-- GIVEN TEXT --
# Tivo Mini looses connection when turning off TV with Roamio connected



## bob61 (Apr 23, 2002)

I have Roamio Plus and 3 Mini's. I've found that when I turn the TV off that's connected to my Roamio the Mini looses connection to the Roamio, an error message is displayed. If I go back to the Tivo Menu the Mini is still connected to the Roamio as I can view the recorded shows and watch/stream the Live TV. 

I have MoCa bridge set on my Roamio with connection to my LG SmartTV so maybe when the TV turns off it's funkin' up the connection. Anyone else encountering this?


----------



## macevedo (Oct 23, 2005)

This happened to me today when I was downloading something to the iPad. I turned off the TV and the transfer immediately failed. I did not give it to much thought though.

One other thing you may check is if you are using a Logitech universal remote, by default the Logitech will set the roaming to stand by when doing the "Off". Sequence. You have to specifically tell the Harmony not to control the power state of the Tivo.


----------



## bob61 (Apr 23, 2002)

macevedo said:


> This happened to me today when I was downloading something to the iPad. I turned off the TV and the transfer immediately failed. I did not give it to much thought though.

-- GIVEN RECORDS --
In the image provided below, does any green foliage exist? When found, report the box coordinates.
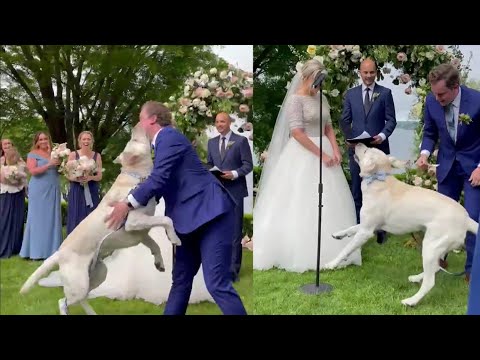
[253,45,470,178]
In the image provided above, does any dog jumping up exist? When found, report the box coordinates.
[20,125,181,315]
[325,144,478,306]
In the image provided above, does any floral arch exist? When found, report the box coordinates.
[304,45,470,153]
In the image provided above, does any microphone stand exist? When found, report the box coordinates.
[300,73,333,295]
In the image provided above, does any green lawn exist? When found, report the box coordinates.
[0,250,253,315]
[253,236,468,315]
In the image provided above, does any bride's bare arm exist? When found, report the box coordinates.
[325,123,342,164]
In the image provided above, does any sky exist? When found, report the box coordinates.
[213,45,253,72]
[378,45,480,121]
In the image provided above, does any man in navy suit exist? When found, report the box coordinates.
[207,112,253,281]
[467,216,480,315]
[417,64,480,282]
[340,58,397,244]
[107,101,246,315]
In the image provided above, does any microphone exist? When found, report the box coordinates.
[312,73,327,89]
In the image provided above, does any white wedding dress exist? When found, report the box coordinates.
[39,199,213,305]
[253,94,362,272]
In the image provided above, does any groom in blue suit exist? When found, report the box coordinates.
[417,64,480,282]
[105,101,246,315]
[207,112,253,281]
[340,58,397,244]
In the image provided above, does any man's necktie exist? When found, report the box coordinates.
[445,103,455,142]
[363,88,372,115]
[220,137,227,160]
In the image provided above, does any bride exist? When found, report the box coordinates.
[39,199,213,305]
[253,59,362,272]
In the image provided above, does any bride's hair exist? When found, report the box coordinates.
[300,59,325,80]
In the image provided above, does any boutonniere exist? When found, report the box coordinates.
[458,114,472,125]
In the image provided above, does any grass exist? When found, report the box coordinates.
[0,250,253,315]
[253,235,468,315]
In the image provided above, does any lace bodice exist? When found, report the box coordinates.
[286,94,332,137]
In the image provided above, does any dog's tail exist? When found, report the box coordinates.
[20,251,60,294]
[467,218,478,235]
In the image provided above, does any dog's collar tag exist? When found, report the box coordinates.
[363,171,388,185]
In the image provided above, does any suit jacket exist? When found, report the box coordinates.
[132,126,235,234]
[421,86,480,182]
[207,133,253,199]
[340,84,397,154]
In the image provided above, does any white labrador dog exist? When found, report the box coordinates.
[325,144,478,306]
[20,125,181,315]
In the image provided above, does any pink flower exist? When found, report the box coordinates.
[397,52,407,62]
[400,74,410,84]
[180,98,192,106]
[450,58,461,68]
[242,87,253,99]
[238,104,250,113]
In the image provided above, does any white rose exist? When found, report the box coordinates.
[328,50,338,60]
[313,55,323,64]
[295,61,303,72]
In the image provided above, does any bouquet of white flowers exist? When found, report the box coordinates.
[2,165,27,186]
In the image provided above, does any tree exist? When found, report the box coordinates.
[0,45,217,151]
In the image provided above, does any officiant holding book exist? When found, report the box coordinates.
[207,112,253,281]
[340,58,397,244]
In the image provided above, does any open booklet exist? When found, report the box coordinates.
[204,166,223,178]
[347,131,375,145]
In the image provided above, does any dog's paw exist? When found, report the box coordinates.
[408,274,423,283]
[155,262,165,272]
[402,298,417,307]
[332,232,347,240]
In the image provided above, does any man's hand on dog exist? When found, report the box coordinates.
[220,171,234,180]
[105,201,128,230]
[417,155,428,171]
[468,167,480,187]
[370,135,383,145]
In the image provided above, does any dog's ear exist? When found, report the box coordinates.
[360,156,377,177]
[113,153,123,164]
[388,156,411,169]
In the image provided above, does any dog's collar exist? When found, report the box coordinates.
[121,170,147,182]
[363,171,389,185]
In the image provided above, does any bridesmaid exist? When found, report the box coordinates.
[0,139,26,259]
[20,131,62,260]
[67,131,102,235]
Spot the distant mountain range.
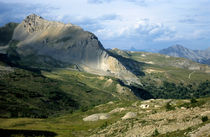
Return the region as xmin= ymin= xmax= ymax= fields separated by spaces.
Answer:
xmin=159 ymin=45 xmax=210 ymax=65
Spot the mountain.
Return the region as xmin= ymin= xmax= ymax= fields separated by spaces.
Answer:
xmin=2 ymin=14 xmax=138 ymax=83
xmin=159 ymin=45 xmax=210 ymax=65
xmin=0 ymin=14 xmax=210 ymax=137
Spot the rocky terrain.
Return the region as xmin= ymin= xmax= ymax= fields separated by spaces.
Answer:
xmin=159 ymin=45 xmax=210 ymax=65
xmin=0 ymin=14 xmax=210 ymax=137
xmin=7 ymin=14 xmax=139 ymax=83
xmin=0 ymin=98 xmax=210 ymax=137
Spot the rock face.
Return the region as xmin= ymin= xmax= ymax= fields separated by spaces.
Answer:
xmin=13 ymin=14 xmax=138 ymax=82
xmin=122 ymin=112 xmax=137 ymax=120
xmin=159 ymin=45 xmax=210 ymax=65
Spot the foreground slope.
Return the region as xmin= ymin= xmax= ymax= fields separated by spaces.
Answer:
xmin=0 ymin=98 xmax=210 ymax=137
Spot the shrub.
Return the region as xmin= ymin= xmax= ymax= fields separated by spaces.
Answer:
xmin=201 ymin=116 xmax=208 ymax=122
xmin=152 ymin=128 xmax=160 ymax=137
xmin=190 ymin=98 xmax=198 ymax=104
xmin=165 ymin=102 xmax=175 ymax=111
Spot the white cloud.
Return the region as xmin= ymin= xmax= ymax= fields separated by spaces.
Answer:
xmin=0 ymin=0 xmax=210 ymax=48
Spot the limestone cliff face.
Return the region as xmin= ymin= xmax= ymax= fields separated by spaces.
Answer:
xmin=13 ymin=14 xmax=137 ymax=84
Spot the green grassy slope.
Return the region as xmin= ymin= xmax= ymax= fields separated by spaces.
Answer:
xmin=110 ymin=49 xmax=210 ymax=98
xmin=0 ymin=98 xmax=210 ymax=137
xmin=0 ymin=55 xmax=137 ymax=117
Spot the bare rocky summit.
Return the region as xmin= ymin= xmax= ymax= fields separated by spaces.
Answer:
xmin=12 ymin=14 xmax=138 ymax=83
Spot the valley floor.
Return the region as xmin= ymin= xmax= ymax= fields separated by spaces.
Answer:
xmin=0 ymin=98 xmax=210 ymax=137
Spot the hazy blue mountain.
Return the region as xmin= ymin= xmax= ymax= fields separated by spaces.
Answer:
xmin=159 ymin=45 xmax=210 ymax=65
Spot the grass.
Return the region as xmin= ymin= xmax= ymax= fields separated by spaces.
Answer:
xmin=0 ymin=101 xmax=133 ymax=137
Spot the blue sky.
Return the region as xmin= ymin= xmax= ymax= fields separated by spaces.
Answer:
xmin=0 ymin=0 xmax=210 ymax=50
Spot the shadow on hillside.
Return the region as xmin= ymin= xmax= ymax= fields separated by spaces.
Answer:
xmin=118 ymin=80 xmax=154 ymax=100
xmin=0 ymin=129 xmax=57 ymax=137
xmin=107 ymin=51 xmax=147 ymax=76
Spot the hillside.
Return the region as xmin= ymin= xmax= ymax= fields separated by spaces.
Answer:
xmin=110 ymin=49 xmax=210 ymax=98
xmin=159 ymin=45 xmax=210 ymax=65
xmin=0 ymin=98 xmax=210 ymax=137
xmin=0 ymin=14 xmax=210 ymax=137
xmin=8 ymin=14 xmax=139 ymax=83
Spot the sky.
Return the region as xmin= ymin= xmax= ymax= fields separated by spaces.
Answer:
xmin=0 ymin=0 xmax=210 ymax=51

-- TO DO --
**a.** Reproduce the Tivo Mini forum thread word for word, in full.
**b.** Rewrite everything in the records from their start down to the line containing "[300,73,333,295]" as a Markdown table with columns Row and Line, one numbered row per line, skipping blank lines and leaving out the pictures.

-- RESULTS --
**a.**
# Tivo Mini looses connection when turning off TV with Roamio connected



## bob61 (Apr 23, 2002)

I have Roamio Plus and 3 Mini's. I've found that when I turn the TV off that's connected to my Roamio the Mini looses connection to the Roamio, an error message is displayed. If I go back to the Tivo Menu the Mini is still connected to the Roamio as I can view the recorded shows and watch/stream the Live TV. 

I have MoCa bridge set on my Roamio with connection to my LG SmartTV so maybe when the TV turns off it's funkin' up the connection. Anyone else encountering this?


----------



## macevedo (Oct 23, 2005)

This happened to me today when I was downloading something to the iPad. I turned off the TV and the transfer immediately failed. I did not give it to much thought though.

One other thing you may check is if you are using a Logitech universal remote, by default the Logitech will set the roaming to stand by when doing the "Off". Sequence. You have to specifically tell the Harmony not to control the power state of the Tivo.


----------



## bob61 (Apr 23, 2002)

macevedo said:


> This happened to me today when I was downloading something to the iPad. I turned off the TV and the transfer immediately failed. I did not give it to much thought though.

**b.**
| Row | Line |
|---|---|
| 1 | In the image provided below, does any green foliage exist? When found, report the box coordinates. |
| 2 | [253,45,470,178] |
| 3 | In the image provided above, does any dog jumping up exist? When found, report the box coordinates. |
| 4 | [20,125,181,315] |
| 5 | [325,144,478,306] |
| 6 | In the image provided above, does any floral arch exist? When found, report the box coordinates. |
| 7 | [304,45,470,153] |
| 8 | In the image provided above, does any microphone stand exist? When found, report the box coordinates. |
| 9 | [300,73,333,295] |